start Rows

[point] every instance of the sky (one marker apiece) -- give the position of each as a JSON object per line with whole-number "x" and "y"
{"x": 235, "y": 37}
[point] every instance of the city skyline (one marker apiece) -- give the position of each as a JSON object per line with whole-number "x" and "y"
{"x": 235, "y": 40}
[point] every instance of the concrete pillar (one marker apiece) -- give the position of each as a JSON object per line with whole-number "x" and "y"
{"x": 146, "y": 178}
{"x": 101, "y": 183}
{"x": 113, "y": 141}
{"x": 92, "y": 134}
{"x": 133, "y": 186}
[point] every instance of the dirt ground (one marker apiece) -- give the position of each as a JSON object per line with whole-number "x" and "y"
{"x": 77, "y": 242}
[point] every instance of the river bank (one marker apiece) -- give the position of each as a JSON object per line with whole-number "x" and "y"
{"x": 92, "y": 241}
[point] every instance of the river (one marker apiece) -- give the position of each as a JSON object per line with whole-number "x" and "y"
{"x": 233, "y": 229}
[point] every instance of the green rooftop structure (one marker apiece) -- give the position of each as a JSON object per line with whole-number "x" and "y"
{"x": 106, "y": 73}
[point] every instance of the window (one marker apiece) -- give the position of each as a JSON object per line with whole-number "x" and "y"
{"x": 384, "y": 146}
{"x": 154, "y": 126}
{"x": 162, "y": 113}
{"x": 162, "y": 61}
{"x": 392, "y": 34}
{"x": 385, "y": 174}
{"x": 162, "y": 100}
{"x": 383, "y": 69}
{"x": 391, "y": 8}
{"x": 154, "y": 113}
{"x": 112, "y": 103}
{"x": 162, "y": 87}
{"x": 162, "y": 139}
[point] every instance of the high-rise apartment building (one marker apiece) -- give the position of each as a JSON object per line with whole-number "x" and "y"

end Rows

Render every line of the material above as a numbered list, omitting any blank lines.

1. [point] every instance of the sky (one marker apiece) -- give the position of each as a JSON object per line with whole-number "x" and "y"
2. {"x": 235, "y": 37}
3. [point] every instance of the city skyline (one marker apiece) -- give the position of each as a JSON object per line with whole-number "x" and "y"
4. {"x": 235, "y": 40}
5. [point] every instance of the concrete pillar (one marker apiece) -- give the position of each as a JSON object per line with whole-number "x" and "y"
6. {"x": 146, "y": 178}
7. {"x": 101, "y": 183}
8. {"x": 113, "y": 141}
9. {"x": 92, "y": 134}
10. {"x": 133, "y": 186}
11. [point] every instance of the dirt ground (one marker apiece) -- give the position of each as a JSON object per line with whole-number "x" and "y"
12. {"x": 77, "y": 242}
13. [point] every instance of the river bank (one marker apiece) -- give the position of each as a JSON object per line with whole-number "x" and "y"
14. {"x": 92, "y": 241}
15. [point] every instance of the river (one marker apiece) -- give the position of each as a JSON object per line with whole-number "x" and "y"
16. {"x": 233, "y": 229}
17. [point] every instance of the green rooftop structure (one marker apiece) -- give the position of each as a JSON object per line with whole-number "x" and "y"
18. {"x": 106, "y": 73}
19. [point] every instance of the window (one marker apiece) -- give the position of each as a JSON object per line with whole-number "x" and "y"
20. {"x": 384, "y": 146}
21. {"x": 154, "y": 126}
22. {"x": 162, "y": 113}
23. {"x": 162, "y": 61}
24. {"x": 392, "y": 34}
25. {"x": 385, "y": 174}
26. {"x": 162, "y": 100}
27. {"x": 383, "y": 69}
28. {"x": 391, "y": 8}
29. {"x": 154, "y": 113}
30. {"x": 112, "y": 103}
31. {"x": 162, "y": 87}
32. {"x": 162, "y": 139}
33. [point] every instance of the high-rise apartment building (one marker apiece) -- give the position of each as a JSON object per line with whole-number "x" and "y"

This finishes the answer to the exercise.